* _SOURCE_:
__________________________________________________
But Lou’s?……aren’t you going a bit far with this?

 
Comment by CA renter
2008-01-23 20:03:52

Support Lou’s, though. They’re a small local shop.

Okay to boycott the box stores though. ;)

 
 
Comment by phillygal
2008-01-23 12:10:10

“Everyone from first-time home buyers to Wall Street CEO’s made bets they did not fully understand, and then spent money as if those bets couldn’t go bad.

I have to take issue with the “made bets they did not understand” part

Can’t speak for the Wall St. CEOs, but the first -time homebuyers I’ve encountered over the past few years fully believed they were the 21c version of Donald MiniMcTrump. And those such as myself were just benighted party-poops:
(AKA Bitter renters doomed to stay poor and un-entrepreneurial forever.)
Didn’t I know I was supposed to get rich using OPM?

What a catastrophe.

Comment by combotechie
2008-01-23 12:17:26

Many of the homebuyers didn’t understand the bets they were making because they didn’t bother to read the loan documents they signed.

The only thing that saved their a$$es was the proven fact that real estate prices always go up.

Oooops.

 
Comment by Mo Money
2008-01-23 13:11:32

I guess I’ll ask again. If the CEO’s and underlings didn’t understand what they are paid to understand why are they still pulling down such huge pay and bonuses ?

Comment by martin cohen
2008-01-23 13:52:10

Because they know that the best way to make money is unearned value. Earned value is for suckers.

 
Comment by CA renter
2008-01-23 20:06:55

IOW, why aren’t **we** getting those bonuses because WE KNEW how this would turn out?

Your guess is as good as mine. Totally agree with your point.
__________________________________________________
* _ITEMS_:
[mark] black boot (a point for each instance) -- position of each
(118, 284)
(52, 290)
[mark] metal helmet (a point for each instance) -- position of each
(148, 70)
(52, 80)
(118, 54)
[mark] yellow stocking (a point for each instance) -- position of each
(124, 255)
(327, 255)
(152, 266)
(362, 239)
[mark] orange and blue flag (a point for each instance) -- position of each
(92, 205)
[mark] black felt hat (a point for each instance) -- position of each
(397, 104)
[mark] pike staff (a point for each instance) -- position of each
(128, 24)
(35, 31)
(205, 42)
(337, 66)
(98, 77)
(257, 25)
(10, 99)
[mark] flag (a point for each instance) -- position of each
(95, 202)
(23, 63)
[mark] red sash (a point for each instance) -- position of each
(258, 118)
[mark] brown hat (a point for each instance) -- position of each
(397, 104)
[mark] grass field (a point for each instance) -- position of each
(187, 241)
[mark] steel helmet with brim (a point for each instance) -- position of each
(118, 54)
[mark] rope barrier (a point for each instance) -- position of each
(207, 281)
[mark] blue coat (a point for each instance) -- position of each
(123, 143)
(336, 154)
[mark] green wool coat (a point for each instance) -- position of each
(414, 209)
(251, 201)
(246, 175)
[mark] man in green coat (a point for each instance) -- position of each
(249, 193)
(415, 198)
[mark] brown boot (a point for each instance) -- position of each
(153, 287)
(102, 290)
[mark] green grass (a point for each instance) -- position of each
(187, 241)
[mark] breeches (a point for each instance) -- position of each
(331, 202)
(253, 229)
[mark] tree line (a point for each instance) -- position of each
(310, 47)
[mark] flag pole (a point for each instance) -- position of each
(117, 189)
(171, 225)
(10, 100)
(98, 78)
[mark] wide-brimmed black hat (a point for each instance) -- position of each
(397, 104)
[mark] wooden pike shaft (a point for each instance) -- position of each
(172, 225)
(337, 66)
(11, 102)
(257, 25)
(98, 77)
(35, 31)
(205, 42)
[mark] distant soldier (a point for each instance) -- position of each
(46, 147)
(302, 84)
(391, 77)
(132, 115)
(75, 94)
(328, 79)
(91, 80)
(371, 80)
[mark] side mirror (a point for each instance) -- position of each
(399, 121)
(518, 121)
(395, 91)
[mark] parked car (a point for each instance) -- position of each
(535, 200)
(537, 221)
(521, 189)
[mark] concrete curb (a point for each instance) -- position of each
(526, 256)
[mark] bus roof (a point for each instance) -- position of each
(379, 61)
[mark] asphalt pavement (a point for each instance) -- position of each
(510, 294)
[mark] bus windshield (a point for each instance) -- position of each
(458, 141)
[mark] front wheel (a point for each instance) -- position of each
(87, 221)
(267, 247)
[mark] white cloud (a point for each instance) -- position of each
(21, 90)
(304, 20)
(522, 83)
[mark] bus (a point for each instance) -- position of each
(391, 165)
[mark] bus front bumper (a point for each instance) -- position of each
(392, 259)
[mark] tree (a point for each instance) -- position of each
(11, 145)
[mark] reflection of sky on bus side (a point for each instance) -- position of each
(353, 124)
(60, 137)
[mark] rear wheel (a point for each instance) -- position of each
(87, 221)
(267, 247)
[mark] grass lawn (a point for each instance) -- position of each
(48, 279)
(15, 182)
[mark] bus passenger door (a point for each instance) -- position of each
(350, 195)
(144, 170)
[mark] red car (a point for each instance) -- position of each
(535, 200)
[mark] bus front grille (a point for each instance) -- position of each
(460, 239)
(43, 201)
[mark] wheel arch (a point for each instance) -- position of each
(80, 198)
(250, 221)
__________________________________________________
* _INSTRUCTIONS FOR THE TASK_:
According to combotechie's comment in the housing comment thread, why did many homebuyers not understand the bets they were making?

* _TASK SOLUTION_:
They didn't bother to read the loan documents they signed.